## Exercise directions
Reproduce the listing below verbatim, starting at its first line and ending at the line containing "left=499, top=55, right=551, bottom=89", with both of those lines included and nothing after them.
_ _ _ _ _ _ _
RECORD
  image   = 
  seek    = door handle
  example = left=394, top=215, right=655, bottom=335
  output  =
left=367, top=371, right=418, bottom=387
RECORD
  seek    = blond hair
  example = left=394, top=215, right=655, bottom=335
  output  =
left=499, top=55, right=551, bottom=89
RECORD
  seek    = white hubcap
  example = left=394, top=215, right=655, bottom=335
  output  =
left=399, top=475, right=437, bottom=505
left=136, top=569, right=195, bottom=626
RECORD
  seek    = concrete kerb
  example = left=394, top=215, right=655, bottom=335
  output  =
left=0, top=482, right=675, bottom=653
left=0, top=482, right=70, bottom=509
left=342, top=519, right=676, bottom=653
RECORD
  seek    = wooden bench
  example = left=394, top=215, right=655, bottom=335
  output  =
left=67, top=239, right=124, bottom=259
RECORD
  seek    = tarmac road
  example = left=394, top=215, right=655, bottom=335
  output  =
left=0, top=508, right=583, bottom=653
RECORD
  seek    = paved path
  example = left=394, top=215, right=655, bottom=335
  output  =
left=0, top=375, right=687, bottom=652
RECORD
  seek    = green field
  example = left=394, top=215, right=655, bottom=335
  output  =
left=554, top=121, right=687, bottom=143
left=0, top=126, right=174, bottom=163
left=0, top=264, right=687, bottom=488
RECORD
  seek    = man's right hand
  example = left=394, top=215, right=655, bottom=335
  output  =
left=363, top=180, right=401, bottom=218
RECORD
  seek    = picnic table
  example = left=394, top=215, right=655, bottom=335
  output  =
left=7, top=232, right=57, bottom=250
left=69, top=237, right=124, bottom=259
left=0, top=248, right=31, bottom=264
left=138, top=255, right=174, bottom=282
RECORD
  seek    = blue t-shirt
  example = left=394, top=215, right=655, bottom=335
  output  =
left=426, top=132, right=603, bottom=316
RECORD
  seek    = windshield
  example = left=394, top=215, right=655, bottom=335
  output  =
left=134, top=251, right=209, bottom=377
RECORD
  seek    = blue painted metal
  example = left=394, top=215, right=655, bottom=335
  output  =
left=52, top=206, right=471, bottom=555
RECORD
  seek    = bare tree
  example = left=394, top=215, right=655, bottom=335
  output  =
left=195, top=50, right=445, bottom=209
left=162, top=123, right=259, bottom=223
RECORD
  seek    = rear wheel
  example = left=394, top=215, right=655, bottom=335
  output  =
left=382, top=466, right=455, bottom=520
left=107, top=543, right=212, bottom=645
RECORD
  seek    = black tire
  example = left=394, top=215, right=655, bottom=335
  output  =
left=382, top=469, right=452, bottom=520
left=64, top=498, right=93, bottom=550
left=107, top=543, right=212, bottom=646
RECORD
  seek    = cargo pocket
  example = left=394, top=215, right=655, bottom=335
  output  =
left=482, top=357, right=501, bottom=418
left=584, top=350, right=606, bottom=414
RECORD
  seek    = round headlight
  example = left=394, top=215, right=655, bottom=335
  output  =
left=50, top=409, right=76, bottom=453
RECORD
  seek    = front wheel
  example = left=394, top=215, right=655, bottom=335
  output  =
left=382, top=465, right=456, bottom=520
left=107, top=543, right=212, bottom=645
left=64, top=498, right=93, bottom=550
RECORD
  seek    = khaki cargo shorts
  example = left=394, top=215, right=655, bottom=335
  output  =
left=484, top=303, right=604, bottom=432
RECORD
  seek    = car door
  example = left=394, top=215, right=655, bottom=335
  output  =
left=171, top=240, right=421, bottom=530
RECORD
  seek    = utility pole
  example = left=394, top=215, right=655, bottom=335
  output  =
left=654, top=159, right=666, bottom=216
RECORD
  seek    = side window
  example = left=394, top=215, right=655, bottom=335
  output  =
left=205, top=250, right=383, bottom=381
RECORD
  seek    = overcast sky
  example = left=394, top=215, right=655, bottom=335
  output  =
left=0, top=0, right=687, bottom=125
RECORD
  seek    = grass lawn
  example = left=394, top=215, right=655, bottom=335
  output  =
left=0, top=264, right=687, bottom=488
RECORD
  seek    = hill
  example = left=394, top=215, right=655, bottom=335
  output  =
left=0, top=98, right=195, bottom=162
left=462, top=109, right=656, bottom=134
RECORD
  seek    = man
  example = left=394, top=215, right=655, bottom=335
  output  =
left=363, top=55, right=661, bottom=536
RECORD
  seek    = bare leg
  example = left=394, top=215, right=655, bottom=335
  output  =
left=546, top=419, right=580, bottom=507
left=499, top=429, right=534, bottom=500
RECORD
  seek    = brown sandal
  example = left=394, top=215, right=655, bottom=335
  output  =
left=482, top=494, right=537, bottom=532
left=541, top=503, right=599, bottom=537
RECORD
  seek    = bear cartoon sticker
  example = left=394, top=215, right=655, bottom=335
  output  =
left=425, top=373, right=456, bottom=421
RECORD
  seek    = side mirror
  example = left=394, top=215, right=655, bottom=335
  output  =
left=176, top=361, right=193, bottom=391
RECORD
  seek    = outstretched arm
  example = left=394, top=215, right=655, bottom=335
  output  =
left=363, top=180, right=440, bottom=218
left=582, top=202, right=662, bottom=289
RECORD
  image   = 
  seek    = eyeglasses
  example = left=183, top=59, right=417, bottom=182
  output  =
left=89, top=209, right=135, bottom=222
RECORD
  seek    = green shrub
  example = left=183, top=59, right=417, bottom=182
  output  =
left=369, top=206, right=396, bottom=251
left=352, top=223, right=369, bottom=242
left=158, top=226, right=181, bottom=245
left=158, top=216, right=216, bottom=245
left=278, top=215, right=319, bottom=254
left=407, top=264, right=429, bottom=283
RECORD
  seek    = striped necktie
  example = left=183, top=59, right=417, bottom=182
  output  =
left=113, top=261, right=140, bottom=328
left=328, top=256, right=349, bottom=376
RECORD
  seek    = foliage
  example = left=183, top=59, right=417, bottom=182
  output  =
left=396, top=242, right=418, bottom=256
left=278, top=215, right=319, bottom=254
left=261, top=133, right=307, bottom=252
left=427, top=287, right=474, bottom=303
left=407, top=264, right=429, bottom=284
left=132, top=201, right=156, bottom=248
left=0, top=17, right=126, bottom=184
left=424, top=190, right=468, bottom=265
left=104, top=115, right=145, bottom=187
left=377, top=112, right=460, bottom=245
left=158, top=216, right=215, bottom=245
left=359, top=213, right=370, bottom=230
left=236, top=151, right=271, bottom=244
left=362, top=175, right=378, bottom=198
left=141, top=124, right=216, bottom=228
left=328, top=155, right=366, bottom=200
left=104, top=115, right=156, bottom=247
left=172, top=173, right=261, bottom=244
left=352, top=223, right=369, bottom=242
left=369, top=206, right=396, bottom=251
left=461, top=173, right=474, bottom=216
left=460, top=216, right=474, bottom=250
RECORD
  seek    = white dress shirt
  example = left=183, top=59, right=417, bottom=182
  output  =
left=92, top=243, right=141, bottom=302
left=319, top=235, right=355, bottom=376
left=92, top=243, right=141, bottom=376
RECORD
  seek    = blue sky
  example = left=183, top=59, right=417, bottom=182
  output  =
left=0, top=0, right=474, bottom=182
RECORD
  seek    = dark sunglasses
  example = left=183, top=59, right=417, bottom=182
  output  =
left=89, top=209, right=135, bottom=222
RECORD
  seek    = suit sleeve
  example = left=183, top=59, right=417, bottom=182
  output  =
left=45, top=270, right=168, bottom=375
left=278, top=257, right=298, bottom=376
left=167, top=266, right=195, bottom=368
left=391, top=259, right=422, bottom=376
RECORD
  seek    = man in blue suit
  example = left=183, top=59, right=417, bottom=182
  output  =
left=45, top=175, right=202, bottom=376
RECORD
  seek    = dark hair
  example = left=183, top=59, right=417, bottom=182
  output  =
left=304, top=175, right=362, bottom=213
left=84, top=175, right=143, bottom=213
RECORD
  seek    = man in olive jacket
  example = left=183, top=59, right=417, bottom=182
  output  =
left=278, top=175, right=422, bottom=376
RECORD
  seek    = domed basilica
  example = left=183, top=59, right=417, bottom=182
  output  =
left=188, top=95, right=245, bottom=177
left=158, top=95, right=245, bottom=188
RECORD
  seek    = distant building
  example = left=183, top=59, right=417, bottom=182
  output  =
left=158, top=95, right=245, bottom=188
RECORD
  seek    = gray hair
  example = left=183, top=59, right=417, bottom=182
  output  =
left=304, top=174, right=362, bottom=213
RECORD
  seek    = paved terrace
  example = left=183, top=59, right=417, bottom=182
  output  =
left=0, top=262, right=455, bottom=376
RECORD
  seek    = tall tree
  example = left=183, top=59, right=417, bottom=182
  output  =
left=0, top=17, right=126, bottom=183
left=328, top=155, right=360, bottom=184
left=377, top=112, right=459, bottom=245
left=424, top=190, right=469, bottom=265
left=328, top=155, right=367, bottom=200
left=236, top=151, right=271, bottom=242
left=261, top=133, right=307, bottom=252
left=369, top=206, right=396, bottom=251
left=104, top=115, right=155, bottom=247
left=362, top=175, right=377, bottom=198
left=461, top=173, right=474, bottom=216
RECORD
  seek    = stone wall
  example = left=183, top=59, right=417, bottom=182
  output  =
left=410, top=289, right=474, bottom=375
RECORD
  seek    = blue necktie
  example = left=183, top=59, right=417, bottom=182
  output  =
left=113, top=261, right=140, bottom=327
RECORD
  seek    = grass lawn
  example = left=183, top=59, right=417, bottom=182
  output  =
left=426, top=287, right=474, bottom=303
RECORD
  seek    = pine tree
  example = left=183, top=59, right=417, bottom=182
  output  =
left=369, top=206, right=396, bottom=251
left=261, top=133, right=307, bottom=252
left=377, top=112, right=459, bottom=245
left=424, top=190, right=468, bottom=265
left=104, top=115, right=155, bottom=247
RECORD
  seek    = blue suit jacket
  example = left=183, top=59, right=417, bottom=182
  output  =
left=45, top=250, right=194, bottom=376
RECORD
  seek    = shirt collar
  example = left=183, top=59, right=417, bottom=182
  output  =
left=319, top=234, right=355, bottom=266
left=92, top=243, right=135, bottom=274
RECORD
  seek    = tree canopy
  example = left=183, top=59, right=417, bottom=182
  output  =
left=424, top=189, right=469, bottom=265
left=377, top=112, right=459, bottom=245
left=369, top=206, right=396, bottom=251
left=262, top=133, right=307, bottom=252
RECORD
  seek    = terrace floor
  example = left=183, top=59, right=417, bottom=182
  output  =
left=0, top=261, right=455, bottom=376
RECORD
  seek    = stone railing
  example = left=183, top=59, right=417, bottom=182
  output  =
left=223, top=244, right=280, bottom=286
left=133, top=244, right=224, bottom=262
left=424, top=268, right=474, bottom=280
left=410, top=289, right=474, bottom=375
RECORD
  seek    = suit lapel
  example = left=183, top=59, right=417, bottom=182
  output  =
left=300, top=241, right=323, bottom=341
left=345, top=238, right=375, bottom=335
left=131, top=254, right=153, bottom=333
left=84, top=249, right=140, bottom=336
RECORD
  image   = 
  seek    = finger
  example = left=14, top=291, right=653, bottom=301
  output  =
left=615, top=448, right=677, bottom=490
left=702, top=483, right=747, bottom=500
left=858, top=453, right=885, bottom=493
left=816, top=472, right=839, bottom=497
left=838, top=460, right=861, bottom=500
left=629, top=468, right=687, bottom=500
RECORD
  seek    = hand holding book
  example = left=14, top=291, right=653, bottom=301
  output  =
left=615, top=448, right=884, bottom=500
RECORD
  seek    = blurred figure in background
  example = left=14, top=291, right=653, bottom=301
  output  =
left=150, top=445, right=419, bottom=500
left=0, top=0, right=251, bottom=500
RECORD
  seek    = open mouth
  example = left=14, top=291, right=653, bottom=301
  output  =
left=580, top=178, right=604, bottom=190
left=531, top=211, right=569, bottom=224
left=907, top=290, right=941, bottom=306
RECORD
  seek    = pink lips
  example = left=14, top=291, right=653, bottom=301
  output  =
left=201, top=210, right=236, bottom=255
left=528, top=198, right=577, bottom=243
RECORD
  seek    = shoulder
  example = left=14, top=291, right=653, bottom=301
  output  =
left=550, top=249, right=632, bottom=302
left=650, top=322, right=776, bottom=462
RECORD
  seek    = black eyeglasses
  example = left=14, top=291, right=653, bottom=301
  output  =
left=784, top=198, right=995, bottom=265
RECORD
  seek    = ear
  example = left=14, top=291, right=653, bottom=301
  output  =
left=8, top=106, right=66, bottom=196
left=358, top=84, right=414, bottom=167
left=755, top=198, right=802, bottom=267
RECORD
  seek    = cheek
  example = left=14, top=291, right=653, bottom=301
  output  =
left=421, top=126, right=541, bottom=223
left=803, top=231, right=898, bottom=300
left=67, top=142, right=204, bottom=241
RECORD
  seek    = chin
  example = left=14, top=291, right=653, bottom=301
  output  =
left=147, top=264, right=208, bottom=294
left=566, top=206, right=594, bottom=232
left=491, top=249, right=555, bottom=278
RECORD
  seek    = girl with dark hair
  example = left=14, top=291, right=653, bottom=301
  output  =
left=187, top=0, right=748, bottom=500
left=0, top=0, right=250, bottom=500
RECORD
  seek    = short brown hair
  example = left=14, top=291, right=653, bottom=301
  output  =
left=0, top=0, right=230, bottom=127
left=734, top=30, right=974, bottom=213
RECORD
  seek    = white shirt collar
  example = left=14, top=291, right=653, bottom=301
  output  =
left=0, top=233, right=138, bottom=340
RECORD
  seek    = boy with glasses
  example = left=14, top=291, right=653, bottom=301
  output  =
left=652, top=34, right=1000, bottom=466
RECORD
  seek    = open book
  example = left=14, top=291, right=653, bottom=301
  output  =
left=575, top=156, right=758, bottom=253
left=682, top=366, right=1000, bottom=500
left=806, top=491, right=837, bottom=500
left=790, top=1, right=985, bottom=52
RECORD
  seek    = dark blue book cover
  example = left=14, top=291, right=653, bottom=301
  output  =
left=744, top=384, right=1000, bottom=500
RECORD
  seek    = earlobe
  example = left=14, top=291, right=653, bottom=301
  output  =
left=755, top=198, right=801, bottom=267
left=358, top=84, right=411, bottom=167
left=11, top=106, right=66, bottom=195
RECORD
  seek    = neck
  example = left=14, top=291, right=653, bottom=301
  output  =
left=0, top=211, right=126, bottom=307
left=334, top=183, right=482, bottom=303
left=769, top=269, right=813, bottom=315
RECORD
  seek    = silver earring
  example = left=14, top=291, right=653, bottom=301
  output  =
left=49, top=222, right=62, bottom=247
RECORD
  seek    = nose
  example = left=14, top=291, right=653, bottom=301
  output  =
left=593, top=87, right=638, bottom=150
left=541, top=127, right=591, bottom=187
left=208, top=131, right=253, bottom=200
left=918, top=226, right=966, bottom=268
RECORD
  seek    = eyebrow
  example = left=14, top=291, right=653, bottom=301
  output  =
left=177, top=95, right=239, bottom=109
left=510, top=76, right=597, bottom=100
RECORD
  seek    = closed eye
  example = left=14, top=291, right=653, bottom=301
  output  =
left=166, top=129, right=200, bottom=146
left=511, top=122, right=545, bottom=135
_ _ _ _ _ _ _
## Task response
RECORD
  image   = 
  seek    = door handle
  example = left=394, top=215, right=655, bottom=335
  output  =
left=367, top=371, right=418, bottom=387
RECORD
  seek    = blond hair
  example = left=394, top=215, right=655, bottom=335
  output  =
left=499, top=55, right=551, bottom=89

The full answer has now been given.